* [Records for this exercise]:
## begin
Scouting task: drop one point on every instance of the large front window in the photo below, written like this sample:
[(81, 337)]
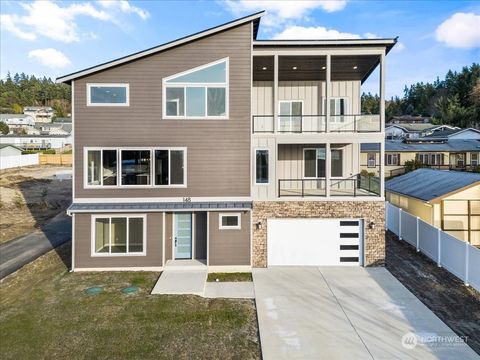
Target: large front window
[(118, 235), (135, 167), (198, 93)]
## end
## begin
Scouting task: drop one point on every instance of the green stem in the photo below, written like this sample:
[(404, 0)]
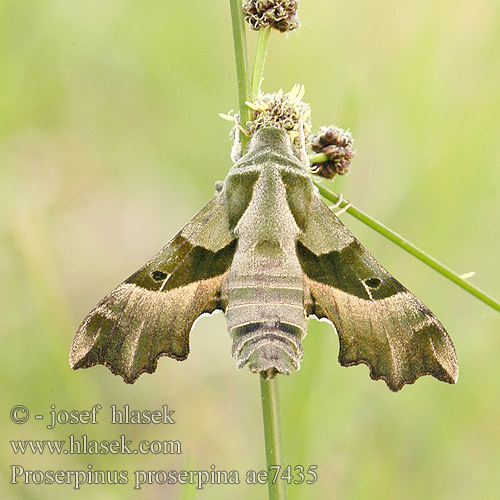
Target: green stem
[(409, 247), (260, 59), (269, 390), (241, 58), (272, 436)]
## end
* [Stated task]: Arrange the part of the entries that opens with the line containing "Scouting task: drop one point on every instance of the large" and closes with the line containing "[(118, 235), (135, 167), (198, 93)]" as a Markdown table with the columns n and Line, one row per line and blank lines left out. Leave the pictures out of the answer.

* [Written solution]:
| n | Line |
|---|---|
| 1 | Scouting task: drop one point on every instance of the large front window in the photo below, written like this sample: |
| 2 | [(81, 337)] |
| 3 | Target: large front window |
| 4 | [(118, 235), (135, 167), (198, 93)] |